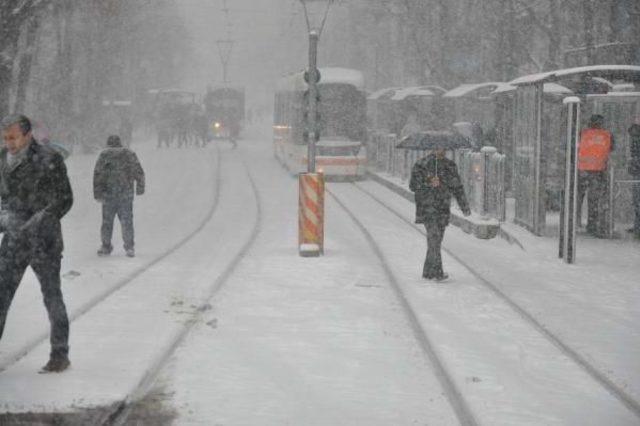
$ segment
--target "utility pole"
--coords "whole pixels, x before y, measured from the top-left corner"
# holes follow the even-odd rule
[[[218,54],[220,55],[220,62],[222,62],[222,81],[227,84],[227,75],[229,71],[229,60],[231,59],[231,53],[233,52],[233,46],[235,40],[227,38],[225,40],[217,40]]]
[[[316,143],[318,129],[318,41],[333,0],[300,0],[304,9],[309,34],[309,69],[304,80],[307,91],[307,173],[300,173],[298,180],[298,250],[300,256],[316,257],[324,252],[324,175],[316,173]]]
[[[235,45],[235,40],[231,38],[231,21],[229,20],[227,0],[222,0],[222,13],[224,13],[225,23],[227,25],[227,38],[216,40],[216,45],[218,46],[220,62],[222,62],[222,81],[226,85],[228,83],[227,76],[229,75],[229,60],[231,59]]]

_WHAT TO WORK ON:_ Leave the pictures out and reproduce all of the records exactly.

_SOLUTION TO THIS TASK:_
$ segment
--target "utility pole"
--coords "whole pixels, x before y, measured from the top-left corner"
# holes follow the even-odd rule
[[[218,54],[220,55],[220,62],[222,62],[222,81],[227,84],[227,75],[229,71],[229,60],[231,59],[231,53],[233,52],[233,46],[235,40],[227,38],[225,40],[217,40]]]
[[[316,143],[318,129],[318,41],[333,0],[300,0],[304,9],[309,34],[309,69],[304,80],[307,91],[307,173],[300,173],[298,180],[298,250],[300,256],[316,257],[324,252],[324,175],[316,173]]]
[[[235,45],[235,40],[231,38],[231,21],[229,20],[227,0],[222,0],[222,13],[224,13],[225,23],[227,25],[227,38],[216,40],[216,45],[218,46],[220,62],[222,62],[222,81],[226,85],[228,83],[227,76],[229,75],[229,60],[231,59]]]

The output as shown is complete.